■ Reading text

....

Open Hearted

When Silas was a puppy, I was determined that he should be a model dog. I started teaching him “sit” and “down” when he was six weeks old. Not long after that, I printed out the AKC’s Canine Good Citizen requirements. I read all the books. I made all the spreadsheets. We went to all the classes. We were going to be a beacon of good dog-ness. Not to put too fine a point on it, I was going to be better than all those other dog owners.

It took me a long time to realize that Silas wasn’t a high-functioning, naturally social dog. It took me even longer to realize that, while we could work on his coping skills, I couldn’t really, truly change his basic personality. Not only that, but because of the particular ways and means of his dysfunction, I couldn’t even try again with another dog. Resentful brain said, “I’m stuck with this neurotic dog who can’t even go for a walk for the next fifteen years. I wanted a dog who could do things.”

....

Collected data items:

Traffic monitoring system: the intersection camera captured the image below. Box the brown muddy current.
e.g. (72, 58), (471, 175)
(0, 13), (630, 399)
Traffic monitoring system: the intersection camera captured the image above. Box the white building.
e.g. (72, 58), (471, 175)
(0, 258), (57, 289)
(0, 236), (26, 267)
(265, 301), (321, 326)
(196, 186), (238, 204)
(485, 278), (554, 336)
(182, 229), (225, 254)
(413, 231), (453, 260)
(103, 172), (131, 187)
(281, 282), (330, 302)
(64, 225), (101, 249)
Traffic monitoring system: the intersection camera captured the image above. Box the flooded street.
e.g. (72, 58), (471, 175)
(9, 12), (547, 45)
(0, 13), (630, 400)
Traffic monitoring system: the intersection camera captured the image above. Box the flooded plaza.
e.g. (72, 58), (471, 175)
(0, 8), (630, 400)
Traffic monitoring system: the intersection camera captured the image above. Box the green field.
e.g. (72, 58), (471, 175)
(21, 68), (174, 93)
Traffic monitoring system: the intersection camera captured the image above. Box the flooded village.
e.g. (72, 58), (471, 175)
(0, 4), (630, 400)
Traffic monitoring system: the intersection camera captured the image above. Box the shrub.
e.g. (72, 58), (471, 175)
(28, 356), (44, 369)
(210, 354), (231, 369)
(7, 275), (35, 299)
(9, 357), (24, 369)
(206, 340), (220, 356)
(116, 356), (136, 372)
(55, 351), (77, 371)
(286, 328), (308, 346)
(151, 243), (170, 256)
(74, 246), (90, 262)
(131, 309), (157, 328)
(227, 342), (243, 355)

....

■ Instruction 1
Answer these about the text on Silas, the puppy:
(a) How old was Silas when the teaching of "sit" and "down" began?
(b) What requirements were printed out not long after that?
(c) For how many years does the resentful brain say it's stuck with the dog?
■ Instruction 2
Print the part of the text on Silas, the puppy, that opens with the words containing "Open Hearted" and closes with "other dog owners.".

■ Result 1
(a) Six weeks old.
(b) The AKC's Canine Good Citizen requirements.
(c) Fifteen years.

■ Result 2
Open Hearted

When Silas was a puppy, I was determined that he should be a model dog. I started teaching him “sit” and “down” when he was six weeks old. Not long after that, I printed out the AKC’s Canine Good Citizen requirements. I read all the books. I made all the spreadsheets. We went to all the classes. We were going to be a beacon of good dog-ness. Not to put too fine a point on it, I was going to be better than all those other dog owners.